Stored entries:
· · ·

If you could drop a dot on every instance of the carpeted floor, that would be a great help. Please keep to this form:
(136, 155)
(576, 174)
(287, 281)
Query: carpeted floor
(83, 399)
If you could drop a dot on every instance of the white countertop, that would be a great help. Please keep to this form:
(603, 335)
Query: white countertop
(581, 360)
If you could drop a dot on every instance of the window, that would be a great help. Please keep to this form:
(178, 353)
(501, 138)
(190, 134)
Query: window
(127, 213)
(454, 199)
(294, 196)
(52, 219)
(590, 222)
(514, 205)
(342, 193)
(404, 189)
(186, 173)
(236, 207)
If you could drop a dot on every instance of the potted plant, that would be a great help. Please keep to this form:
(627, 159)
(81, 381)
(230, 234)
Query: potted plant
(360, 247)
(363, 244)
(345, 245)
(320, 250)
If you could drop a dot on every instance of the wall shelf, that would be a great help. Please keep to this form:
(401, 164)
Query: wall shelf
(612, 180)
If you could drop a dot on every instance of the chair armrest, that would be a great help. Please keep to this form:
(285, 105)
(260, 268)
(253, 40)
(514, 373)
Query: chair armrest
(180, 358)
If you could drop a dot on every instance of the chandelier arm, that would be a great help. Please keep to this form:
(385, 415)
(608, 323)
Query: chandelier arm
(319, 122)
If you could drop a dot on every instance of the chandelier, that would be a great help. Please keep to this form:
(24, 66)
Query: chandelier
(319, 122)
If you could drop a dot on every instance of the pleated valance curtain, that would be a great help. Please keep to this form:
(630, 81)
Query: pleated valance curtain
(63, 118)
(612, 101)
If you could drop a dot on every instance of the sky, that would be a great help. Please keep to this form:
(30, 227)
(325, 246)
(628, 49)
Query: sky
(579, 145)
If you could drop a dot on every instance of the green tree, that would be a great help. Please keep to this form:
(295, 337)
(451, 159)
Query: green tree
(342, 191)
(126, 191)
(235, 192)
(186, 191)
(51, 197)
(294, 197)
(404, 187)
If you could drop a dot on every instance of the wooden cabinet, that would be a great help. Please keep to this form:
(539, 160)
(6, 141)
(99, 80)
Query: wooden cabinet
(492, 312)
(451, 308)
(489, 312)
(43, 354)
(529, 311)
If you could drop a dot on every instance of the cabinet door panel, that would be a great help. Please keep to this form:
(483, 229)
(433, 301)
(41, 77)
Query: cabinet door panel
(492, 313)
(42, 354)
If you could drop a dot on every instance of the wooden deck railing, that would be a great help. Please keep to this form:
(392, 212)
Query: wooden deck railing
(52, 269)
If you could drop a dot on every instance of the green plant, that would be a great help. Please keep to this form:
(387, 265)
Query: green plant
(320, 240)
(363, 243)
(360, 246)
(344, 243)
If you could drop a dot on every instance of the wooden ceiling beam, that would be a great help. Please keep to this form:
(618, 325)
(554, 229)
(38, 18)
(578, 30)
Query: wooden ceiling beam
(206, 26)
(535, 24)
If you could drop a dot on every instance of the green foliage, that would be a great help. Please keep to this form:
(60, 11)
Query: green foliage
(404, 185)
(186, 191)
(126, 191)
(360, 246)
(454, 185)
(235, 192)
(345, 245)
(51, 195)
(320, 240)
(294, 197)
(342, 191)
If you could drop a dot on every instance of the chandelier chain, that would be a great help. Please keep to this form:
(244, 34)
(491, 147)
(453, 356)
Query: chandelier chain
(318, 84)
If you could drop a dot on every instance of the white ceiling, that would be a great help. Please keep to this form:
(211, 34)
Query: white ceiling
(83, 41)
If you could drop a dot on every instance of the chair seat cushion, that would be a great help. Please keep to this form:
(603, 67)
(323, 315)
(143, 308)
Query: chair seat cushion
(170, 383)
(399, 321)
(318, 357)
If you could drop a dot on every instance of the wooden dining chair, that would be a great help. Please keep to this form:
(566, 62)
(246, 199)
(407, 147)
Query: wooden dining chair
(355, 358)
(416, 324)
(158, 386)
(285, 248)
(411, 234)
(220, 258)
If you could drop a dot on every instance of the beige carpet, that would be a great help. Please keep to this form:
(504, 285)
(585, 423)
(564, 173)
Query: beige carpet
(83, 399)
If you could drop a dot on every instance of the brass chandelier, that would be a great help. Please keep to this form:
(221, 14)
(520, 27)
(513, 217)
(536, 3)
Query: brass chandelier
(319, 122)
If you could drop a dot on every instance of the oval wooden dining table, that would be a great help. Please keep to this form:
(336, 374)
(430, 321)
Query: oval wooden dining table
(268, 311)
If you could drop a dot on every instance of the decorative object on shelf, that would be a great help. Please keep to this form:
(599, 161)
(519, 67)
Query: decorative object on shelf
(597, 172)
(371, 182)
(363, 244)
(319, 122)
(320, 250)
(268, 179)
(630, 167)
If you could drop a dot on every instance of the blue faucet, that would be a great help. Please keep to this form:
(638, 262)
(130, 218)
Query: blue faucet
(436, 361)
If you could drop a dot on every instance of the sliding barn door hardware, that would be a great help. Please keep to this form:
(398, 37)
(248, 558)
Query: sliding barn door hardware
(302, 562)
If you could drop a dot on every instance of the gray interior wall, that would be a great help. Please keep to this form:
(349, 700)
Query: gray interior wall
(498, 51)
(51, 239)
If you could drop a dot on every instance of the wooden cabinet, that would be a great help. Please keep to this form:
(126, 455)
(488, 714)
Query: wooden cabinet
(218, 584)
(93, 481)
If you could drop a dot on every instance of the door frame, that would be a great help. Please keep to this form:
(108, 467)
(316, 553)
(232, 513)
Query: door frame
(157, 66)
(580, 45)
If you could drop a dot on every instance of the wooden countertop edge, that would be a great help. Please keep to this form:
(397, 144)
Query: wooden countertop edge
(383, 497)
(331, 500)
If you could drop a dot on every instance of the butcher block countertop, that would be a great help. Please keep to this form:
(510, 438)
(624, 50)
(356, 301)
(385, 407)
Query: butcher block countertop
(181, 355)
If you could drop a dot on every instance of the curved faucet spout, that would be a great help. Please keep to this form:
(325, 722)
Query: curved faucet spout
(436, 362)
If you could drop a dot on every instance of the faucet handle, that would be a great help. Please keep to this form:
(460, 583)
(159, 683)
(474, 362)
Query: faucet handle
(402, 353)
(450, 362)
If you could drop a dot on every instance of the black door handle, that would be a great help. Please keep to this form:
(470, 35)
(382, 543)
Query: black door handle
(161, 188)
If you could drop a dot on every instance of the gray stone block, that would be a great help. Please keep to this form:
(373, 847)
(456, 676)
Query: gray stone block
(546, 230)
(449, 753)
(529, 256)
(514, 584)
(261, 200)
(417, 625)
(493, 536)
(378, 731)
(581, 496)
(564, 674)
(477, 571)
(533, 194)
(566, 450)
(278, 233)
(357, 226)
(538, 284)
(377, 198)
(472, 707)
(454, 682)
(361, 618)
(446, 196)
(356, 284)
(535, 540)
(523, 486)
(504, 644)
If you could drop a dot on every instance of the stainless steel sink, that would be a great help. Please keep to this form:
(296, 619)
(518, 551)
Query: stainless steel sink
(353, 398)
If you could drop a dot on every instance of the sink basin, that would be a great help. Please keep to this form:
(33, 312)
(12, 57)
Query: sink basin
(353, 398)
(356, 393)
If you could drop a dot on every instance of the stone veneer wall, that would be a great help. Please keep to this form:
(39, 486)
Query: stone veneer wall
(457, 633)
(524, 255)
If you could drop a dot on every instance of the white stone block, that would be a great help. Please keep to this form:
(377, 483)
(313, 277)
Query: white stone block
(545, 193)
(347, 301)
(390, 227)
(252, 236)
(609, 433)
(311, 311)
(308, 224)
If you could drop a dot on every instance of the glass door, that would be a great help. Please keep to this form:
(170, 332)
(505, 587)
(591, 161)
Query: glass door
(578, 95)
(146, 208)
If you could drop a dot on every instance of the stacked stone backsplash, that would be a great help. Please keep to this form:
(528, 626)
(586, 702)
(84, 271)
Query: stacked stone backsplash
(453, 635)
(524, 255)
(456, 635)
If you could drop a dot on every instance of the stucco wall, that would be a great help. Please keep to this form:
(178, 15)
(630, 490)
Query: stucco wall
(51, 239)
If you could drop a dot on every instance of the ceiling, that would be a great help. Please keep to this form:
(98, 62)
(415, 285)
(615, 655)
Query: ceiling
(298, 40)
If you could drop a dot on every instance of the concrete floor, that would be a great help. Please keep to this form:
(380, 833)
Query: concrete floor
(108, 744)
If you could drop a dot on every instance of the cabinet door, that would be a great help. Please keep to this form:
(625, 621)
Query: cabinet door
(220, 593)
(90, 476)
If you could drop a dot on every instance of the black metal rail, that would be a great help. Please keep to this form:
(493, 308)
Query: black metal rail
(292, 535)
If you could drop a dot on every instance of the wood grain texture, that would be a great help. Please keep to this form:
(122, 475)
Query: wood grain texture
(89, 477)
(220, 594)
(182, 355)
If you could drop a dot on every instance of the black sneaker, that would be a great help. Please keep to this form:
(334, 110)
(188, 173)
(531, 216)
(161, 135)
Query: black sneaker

· · ·

Every line that holds the word "sneaker" should be copied from the records.

If you could drop a dot on every instance of the black sneaker, that would be a great help. Please keep to this form:
Query: black sneaker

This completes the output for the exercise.